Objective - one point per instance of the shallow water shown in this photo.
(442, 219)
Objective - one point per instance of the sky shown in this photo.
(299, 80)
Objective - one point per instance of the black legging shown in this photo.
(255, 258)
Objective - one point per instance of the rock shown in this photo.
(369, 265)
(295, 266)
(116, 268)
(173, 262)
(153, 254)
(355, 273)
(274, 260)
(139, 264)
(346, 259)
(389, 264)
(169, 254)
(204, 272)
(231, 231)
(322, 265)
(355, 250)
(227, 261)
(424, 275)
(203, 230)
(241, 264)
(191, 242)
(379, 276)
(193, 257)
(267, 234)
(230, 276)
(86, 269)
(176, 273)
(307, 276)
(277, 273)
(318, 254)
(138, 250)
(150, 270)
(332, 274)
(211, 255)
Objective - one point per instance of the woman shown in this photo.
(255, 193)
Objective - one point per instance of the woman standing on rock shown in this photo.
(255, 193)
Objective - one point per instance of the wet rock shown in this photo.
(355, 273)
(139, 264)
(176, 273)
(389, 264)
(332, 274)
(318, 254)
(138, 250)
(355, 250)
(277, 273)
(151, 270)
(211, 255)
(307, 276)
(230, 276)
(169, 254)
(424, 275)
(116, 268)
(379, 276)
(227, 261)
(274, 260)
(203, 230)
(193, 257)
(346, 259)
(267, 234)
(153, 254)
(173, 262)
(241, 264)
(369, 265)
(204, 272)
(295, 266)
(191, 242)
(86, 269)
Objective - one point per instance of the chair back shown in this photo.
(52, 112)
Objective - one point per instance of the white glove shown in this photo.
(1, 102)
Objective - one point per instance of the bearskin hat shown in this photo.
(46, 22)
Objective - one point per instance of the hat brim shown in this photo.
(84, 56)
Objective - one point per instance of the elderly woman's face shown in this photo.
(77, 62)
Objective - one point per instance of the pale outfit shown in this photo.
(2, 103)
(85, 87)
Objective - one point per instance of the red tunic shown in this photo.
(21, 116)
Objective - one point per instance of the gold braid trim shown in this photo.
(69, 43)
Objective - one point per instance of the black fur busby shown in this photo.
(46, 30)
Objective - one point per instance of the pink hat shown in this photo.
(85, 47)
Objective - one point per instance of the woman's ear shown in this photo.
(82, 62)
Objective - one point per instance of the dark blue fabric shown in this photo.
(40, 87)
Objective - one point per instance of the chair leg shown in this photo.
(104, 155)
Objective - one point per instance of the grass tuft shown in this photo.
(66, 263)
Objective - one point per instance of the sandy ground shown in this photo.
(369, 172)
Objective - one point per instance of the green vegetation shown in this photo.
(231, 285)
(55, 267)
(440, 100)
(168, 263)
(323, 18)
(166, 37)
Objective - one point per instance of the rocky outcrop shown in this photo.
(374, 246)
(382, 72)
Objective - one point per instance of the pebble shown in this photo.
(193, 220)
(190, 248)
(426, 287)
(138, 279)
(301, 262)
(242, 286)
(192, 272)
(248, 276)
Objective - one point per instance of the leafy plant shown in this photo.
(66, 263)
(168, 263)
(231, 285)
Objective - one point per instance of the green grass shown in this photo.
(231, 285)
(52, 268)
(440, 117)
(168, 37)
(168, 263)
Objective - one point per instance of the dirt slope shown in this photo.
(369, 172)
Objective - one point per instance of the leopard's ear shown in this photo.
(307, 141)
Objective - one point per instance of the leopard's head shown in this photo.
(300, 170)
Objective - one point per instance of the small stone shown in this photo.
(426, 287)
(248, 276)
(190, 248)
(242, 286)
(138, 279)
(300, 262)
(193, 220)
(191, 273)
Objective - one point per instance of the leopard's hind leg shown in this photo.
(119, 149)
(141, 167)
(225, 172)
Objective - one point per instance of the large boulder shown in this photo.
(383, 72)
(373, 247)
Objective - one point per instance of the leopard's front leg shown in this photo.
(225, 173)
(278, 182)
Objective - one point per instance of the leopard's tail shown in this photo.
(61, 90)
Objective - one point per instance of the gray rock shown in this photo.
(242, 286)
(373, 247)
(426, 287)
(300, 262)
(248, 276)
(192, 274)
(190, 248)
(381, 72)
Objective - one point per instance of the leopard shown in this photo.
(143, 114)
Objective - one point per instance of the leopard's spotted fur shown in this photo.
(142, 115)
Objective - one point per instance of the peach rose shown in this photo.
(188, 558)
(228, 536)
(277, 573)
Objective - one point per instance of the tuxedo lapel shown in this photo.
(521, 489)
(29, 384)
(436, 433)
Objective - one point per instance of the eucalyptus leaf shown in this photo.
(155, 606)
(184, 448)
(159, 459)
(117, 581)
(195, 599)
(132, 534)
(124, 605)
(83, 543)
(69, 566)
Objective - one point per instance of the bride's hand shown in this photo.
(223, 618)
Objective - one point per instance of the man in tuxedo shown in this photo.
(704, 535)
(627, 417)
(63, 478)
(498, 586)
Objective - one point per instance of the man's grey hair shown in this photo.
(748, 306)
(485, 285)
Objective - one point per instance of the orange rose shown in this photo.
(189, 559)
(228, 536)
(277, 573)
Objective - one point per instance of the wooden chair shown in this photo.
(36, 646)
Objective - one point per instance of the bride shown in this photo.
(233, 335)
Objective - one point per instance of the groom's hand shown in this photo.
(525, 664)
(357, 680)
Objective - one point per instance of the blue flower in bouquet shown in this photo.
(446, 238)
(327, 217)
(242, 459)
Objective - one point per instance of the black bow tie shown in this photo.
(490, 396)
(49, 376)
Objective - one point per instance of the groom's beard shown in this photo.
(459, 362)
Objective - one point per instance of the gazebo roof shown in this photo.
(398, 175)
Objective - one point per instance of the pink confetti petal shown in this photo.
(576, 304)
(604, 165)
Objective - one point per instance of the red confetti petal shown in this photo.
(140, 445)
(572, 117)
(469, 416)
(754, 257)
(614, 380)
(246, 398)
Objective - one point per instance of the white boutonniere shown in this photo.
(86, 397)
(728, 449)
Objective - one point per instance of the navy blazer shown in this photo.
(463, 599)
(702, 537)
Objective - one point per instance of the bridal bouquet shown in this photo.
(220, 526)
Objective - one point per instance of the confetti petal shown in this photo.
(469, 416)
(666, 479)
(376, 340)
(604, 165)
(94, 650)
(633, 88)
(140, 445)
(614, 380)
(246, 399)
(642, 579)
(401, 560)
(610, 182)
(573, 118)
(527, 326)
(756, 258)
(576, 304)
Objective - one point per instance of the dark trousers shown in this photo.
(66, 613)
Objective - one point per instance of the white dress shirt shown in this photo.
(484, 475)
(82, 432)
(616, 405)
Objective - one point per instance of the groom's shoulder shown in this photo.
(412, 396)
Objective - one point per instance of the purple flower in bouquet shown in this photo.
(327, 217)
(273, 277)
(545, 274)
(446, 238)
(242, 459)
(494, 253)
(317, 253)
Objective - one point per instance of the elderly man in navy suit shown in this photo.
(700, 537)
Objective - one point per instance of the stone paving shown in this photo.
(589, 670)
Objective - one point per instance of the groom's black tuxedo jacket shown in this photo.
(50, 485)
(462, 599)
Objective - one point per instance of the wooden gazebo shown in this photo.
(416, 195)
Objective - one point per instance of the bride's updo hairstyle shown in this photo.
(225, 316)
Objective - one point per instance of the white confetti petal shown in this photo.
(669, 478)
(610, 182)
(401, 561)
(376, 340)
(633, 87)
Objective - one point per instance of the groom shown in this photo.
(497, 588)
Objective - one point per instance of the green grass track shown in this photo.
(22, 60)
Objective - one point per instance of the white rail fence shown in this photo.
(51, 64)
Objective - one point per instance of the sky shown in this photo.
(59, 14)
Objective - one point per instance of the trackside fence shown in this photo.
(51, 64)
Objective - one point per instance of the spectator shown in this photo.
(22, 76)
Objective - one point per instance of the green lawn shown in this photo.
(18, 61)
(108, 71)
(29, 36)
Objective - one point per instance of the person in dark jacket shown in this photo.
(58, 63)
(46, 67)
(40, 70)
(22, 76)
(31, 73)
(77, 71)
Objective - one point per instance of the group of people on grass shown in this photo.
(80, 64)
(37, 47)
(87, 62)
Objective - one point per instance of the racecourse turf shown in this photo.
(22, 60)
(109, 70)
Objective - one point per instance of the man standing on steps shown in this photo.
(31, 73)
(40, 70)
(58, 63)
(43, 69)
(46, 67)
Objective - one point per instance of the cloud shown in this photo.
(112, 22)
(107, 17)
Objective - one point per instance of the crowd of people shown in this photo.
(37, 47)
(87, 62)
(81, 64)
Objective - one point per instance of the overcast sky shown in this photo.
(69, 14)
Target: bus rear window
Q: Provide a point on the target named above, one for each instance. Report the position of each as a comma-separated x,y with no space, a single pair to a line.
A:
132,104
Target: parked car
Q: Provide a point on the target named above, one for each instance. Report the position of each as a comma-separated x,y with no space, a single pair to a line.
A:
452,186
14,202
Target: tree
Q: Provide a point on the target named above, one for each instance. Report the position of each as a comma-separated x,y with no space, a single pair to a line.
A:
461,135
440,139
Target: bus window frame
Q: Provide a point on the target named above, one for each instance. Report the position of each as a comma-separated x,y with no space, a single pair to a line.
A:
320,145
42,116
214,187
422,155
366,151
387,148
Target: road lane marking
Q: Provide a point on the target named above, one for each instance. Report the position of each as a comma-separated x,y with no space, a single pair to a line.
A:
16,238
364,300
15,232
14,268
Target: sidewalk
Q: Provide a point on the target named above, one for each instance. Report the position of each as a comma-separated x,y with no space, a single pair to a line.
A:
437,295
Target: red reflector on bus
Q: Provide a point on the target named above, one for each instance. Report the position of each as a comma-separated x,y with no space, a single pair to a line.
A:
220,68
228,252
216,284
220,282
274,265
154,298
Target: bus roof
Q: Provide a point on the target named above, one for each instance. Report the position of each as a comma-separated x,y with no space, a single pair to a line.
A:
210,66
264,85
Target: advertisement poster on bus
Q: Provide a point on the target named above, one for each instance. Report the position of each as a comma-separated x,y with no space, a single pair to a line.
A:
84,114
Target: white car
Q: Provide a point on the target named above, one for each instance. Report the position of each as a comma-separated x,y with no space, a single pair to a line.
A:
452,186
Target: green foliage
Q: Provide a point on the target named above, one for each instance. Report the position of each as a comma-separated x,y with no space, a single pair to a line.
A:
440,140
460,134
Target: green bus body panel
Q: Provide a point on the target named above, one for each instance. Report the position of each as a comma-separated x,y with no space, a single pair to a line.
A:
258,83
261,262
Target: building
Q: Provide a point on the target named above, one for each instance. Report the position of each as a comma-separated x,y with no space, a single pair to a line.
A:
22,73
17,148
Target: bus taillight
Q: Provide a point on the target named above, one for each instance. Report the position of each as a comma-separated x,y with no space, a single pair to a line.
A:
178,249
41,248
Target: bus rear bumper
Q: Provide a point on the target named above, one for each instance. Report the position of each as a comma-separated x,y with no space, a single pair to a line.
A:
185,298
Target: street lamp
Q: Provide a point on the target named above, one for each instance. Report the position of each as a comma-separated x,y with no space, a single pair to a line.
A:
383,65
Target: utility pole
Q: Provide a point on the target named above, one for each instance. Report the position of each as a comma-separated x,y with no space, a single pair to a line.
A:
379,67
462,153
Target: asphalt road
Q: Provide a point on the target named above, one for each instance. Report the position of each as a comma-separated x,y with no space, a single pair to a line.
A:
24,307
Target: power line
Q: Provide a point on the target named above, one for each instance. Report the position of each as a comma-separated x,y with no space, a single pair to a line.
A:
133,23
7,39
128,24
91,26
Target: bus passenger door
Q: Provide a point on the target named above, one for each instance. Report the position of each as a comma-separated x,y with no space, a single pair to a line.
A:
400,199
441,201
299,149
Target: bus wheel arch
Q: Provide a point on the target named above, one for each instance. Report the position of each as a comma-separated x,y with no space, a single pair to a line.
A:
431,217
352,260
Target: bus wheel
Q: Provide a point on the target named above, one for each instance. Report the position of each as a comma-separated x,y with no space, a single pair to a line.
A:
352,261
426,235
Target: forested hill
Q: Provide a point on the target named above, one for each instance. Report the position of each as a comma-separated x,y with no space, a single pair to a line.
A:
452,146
==========
## Job
Reproduce exactly the line that holds "Target: bus wheel arch", then every line after it, ending with the final line of the records above.

## Full output
Target: bus wheel arch
Q: Provide a point on the target named above, one for each instance. Report the position of each as a comma-separated x,y with no space, a single pair to a line.
A:
431,217
352,260
Target: bus wheel
Q: Provide a point on the target named above, one for each instance. Report the position of each as a comma-separated x,y with no space, a single pair to a line.
A:
352,261
426,235
Target: forested hill
Q: Provide a point on the target named above, one for each instance. Report the position of each as a comma-separated x,y with no space, a single pair to a line.
A:
452,146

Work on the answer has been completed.